Data entries:
----

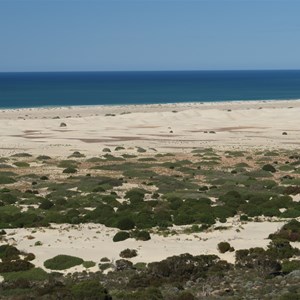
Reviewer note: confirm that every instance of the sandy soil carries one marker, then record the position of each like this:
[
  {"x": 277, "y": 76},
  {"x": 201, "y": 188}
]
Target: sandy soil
[
  {"x": 94, "y": 241},
  {"x": 170, "y": 127}
]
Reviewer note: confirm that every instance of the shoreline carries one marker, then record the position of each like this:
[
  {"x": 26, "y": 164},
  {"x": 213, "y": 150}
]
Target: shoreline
[{"x": 236, "y": 104}]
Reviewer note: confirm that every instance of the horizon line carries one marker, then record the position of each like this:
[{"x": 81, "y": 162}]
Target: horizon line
[{"x": 119, "y": 71}]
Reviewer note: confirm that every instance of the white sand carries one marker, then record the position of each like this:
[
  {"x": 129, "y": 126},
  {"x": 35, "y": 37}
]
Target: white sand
[
  {"x": 93, "y": 242},
  {"x": 257, "y": 124},
  {"x": 237, "y": 125}
]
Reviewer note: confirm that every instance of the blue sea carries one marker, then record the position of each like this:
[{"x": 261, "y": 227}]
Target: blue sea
[{"x": 111, "y": 88}]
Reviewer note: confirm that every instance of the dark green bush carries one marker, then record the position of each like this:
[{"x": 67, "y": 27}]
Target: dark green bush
[
  {"x": 269, "y": 168},
  {"x": 223, "y": 247},
  {"x": 141, "y": 235},
  {"x": 15, "y": 266},
  {"x": 121, "y": 236},
  {"x": 46, "y": 204},
  {"x": 9, "y": 252},
  {"x": 70, "y": 170},
  {"x": 62, "y": 262},
  {"x": 128, "y": 253}
]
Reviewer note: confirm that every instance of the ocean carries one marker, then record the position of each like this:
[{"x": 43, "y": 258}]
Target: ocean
[{"x": 37, "y": 89}]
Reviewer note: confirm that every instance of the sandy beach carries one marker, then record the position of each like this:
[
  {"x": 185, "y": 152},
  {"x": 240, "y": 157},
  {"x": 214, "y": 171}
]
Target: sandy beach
[
  {"x": 169, "y": 127},
  {"x": 94, "y": 241},
  {"x": 60, "y": 131}
]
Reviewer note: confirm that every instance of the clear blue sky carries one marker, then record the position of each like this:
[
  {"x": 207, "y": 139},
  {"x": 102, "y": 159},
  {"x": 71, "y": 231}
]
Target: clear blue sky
[{"x": 58, "y": 35}]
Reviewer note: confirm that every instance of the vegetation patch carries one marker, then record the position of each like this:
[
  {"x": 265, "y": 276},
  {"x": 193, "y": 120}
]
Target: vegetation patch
[{"x": 62, "y": 262}]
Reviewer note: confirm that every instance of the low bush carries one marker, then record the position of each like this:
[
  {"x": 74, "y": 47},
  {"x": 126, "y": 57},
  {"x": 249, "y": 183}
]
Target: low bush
[
  {"x": 269, "y": 168},
  {"x": 223, "y": 247},
  {"x": 70, "y": 170},
  {"x": 290, "y": 265},
  {"x": 46, "y": 204},
  {"x": 15, "y": 266},
  {"x": 62, "y": 262},
  {"x": 141, "y": 235},
  {"x": 128, "y": 253},
  {"x": 22, "y": 164},
  {"x": 89, "y": 264}
]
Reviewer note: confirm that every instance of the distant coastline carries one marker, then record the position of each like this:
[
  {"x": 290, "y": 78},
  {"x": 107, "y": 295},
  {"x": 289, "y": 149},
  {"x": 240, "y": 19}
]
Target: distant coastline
[{"x": 64, "y": 89}]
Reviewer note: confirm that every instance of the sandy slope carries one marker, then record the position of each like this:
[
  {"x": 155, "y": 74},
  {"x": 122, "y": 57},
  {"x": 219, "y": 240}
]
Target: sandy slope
[
  {"x": 171, "y": 127},
  {"x": 94, "y": 241}
]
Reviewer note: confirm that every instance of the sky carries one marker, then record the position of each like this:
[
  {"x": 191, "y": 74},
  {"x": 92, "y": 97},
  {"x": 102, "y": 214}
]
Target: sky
[{"x": 111, "y": 35}]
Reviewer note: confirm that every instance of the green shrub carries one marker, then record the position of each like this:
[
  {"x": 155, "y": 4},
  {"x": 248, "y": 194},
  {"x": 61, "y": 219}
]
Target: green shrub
[
  {"x": 67, "y": 163},
  {"x": 9, "y": 252},
  {"x": 89, "y": 264},
  {"x": 70, "y": 170},
  {"x": 76, "y": 154},
  {"x": 62, "y": 262},
  {"x": 22, "y": 164},
  {"x": 46, "y": 204},
  {"x": 121, "y": 236},
  {"x": 15, "y": 266},
  {"x": 269, "y": 168},
  {"x": 43, "y": 157},
  {"x": 128, "y": 253},
  {"x": 23, "y": 154},
  {"x": 6, "y": 179},
  {"x": 141, "y": 235}
]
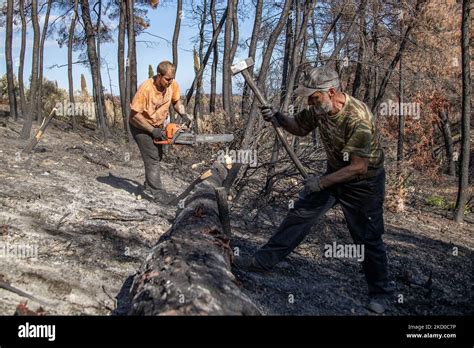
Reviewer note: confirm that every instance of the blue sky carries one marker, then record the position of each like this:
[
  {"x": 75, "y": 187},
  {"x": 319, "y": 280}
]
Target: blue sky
[{"x": 162, "y": 22}]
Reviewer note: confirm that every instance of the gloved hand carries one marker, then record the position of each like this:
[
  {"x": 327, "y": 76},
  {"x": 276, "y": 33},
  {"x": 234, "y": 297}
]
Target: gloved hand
[
  {"x": 267, "y": 112},
  {"x": 312, "y": 184},
  {"x": 158, "y": 134}
]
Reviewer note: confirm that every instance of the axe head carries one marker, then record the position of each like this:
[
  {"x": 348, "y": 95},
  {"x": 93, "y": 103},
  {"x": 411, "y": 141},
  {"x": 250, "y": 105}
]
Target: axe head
[{"x": 242, "y": 65}]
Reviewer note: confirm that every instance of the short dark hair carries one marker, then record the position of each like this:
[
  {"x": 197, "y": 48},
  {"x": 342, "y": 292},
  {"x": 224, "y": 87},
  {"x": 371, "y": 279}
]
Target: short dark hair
[{"x": 165, "y": 66}]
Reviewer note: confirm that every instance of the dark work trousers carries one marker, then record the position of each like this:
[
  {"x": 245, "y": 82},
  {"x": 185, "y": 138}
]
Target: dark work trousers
[
  {"x": 152, "y": 154},
  {"x": 362, "y": 204}
]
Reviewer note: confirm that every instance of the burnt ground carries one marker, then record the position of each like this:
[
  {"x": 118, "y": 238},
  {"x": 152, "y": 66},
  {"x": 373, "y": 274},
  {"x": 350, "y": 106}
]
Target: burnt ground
[{"x": 92, "y": 232}]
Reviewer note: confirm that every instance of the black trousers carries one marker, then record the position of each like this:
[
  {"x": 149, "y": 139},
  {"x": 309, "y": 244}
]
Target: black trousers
[
  {"x": 362, "y": 204},
  {"x": 151, "y": 154}
]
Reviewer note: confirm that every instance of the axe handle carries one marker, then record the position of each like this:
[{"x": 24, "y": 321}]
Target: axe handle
[{"x": 261, "y": 98}]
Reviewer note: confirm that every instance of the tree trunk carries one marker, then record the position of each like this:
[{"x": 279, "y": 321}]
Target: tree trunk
[
  {"x": 69, "y": 61},
  {"x": 393, "y": 64},
  {"x": 23, "y": 106},
  {"x": 252, "y": 50},
  {"x": 235, "y": 30},
  {"x": 463, "y": 188},
  {"x": 448, "y": 141},
  {"x": 250, "y": 128},
  {"x": 28, "y": 120},
  {"x": 99, "y": 61},
  {"x": 121, "y": 67},
  {"x": 289, "y": 41},
  {"x": 132, "y": 54},
  {"x": 177, "y": 27},
  {"x": 360, "y": 57},
  {"x": 188, "y": 271},
  {"x": 215, "y": 60},
  {"x": 226, "y": 72},
  {"x": 9, "y": 61},
  {"x": 95, "y": 67},
  {"x": 401, "y": 119},
  {"x": 212, "y": 44},
  {"x": 199, "y": 88},
  {"x": 39, "y": 107},
  {"x": 295, "y": 54}
]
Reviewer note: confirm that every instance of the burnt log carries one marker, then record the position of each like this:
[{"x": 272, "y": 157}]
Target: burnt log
[{"x": 188, "y": 272}]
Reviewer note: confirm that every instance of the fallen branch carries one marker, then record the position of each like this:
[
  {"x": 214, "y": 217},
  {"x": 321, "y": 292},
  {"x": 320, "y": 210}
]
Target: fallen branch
[{"x": 189, "y": 271}]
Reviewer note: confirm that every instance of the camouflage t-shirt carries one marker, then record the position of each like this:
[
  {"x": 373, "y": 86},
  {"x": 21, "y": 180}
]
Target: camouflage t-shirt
[{"x": 350, "y": 131}]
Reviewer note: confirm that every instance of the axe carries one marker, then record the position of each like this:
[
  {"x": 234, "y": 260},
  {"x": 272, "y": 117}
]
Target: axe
[{"x": 242, "y": 67}]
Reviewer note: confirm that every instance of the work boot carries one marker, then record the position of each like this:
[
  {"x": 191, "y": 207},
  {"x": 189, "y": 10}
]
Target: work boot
[
  {"x": 378, "y": 303},
  {"x": 163, "y": 197},
  {"x": 247, "y": 263}
]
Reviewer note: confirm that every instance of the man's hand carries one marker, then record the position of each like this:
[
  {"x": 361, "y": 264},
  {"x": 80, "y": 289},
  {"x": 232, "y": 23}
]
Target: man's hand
[
  {"x": 187, "y": 119},
  {"x": 158, "y": 134},
  {"x": 267, "y": 112},
  {"x": 312, "y": 184}
]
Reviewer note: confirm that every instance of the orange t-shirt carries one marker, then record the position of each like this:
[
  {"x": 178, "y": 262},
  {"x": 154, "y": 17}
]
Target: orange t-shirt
[{"x": 153, "y": 104}]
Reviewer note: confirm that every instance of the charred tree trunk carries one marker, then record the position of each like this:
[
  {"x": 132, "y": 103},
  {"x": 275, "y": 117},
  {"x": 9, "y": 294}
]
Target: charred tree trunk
[
  {"x": 121, "y": 67},
  {"x": 235, "y": 31},
  {"x": 28, "y": 120},
  {"x": 177, "y": 27},
  {"x": 212, "y": 44},
  {"x": 360, "y": 57},
  {"x": 215, "y": 60},
  {"x": 21, "y": 85},
  {"x": 39, "y": 107},
  {"x": 250, "y": 128},
  {"x": 99, "y": 60},
  {"x": 393, "y": 64},
  {"x": 95, "y": 67},
  {"x": 199, "y": 87},
  {"x": 296, "y": 55},
  {"x": 69, "y": 61},
  {"x": 9, "y": 61},
  {"x": 463, "y": 188},
  {"x": 226, "y": 72},
  {"x": 131, "y": 56},
  {"x": 252, "y": 50},
  {"x": 289, "y": 40},
  {"x": 188, "y": 270},
  {"x": 448, "y": 141}
]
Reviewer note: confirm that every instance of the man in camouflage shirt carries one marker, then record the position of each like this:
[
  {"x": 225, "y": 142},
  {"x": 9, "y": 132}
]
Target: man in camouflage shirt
[{"x": 355, "y": 178}]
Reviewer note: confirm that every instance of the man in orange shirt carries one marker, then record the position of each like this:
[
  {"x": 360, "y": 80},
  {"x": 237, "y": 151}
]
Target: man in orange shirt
[{"x": 149, "y": 109}]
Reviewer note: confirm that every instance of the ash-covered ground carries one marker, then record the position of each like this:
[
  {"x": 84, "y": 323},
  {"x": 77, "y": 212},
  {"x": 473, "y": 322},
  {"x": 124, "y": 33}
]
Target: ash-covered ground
[{"x": 88, "y": 232}]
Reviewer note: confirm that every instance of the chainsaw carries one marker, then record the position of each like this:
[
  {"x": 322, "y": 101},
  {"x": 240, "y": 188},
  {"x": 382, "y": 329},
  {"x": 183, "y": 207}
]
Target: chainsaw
[{"x": 180, "y": 134}]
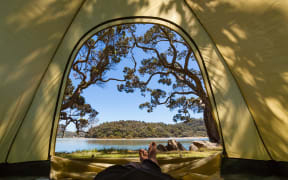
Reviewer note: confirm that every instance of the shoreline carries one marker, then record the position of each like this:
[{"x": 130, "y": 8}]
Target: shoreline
[{"x": 193, "y": 138}]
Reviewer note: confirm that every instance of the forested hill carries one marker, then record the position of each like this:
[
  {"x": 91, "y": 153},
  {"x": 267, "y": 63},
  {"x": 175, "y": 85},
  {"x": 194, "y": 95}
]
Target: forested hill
[{"x": 140, "y": 129}]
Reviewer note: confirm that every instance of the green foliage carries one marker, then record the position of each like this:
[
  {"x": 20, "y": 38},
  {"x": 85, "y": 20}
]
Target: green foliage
[{"x": 140, "y": 129}]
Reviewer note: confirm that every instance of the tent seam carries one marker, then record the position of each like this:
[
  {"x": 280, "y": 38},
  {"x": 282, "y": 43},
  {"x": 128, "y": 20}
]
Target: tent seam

----

EXERCISE GOAL: Only a number is wanted here: how many lines of the records above include the string "seam"?

FINISHED EXERCISE: 2